● Questions on the material
• A. Answer these questions using the press release on the tonga ban:
(i) On what date was the release issued?
(ii) How much time did the court give the municipal corporations and the police to file their status report?
(iii) Which advocates appeared for PETA India?
• B. Carry on the press release about the Delhi High Court's order on the tonga ban from the point at which it ends.

Delhi High Court Directs Municipal Corporations and Delhi Police to Submit Status Report on Tonga Ban Enforcement

For Immediate Release:
17 February 2020 

Hiraj Laljani ; [email protected]  

Sachin Bangera; [email protected]   

Court Issued Notices Based on PETA India Petition 

New Delhi – Today, based on a petition filed by People for the Ethical Treatment of Animals (PETA) India, the High Court of Delhi issued notices to the North, South, and East Delhi municipal corporations; the Agricultural Produce Marketing Committee; and Delhi police and directed the municipal corporations and the police to file a status report in six weeks’ time regarding the enforcement of the 2010 ban on plying two-wheeled horse-drawn carts, or tongas, in the Delhi region. The court also added the Delhi government as a party in the matter. Advocates Varun Goswami and Rohit Jain appeared for PETA India.

(Saved entries)
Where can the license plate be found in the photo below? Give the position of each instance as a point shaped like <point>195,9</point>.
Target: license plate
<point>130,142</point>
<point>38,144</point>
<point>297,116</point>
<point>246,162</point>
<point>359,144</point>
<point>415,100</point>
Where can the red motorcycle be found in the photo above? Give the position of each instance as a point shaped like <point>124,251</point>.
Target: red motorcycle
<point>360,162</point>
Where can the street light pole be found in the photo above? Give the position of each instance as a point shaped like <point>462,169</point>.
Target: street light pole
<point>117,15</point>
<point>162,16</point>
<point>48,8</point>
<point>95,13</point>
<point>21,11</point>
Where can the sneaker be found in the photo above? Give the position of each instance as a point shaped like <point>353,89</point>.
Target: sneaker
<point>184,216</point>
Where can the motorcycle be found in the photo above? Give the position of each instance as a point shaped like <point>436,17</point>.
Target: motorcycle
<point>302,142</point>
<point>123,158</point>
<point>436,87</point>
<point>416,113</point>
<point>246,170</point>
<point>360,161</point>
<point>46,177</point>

* * *

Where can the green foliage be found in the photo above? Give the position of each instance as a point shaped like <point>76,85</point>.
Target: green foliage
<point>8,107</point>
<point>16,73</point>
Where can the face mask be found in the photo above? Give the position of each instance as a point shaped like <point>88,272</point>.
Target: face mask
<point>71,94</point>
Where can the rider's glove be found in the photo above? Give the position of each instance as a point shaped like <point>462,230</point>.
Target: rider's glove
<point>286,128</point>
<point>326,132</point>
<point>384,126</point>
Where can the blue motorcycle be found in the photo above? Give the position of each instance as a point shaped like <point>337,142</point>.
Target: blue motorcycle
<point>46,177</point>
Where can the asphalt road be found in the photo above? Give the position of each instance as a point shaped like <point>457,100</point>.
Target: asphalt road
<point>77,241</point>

--

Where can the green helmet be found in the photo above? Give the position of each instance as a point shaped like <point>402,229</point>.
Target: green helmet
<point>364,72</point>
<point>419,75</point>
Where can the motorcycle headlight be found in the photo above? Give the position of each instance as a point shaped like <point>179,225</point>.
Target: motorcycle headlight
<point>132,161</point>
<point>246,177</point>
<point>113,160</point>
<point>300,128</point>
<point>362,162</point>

● Answers by item
• A.
(i) 17 February 2020
(ii) Six weeks
(iii) Varun Goswami and Rohit Jain

• B.
The petition, based on the resolution passed by the Municipal Corporation of Delhi (MCD) in 2010 to ban tongas, seeks for the court to order the municipal corporations to form an enforcement committee to seize animals used to pull tongas and send them to sanctuaries run by reputable animal protection organisations for rehabilitation. Other requests in the petition include an order for the Agricultural Produce Marketing Committee (which runs the vegetable and fruit markets in Azadpur and Okhla) not to use tongas to transport goods and for police to stop the entry of tongas into Delhi from neighbouring states. 

In the petition, PETA India also submitted recent photographic evidence of tongas plying illegally in Delhi, which is available upon request.

“Many horses continue to suffer because a years-old order banning tongas isn’t being enforced,” says PETA India Senior Legal Counsel Swati Sumbly. “Replacing tongas with e-rickshaws is an easy way to prevent exhausted, injured, and malnourished animals from being forced to haul heavy loads – and to enhance the owners’ livelihood. Delhi’s increasing pollution and street congestion necessitate a move towards a safer, animal cart–free future now – and soon, we hope to see the city finally 100% free of animal carts.”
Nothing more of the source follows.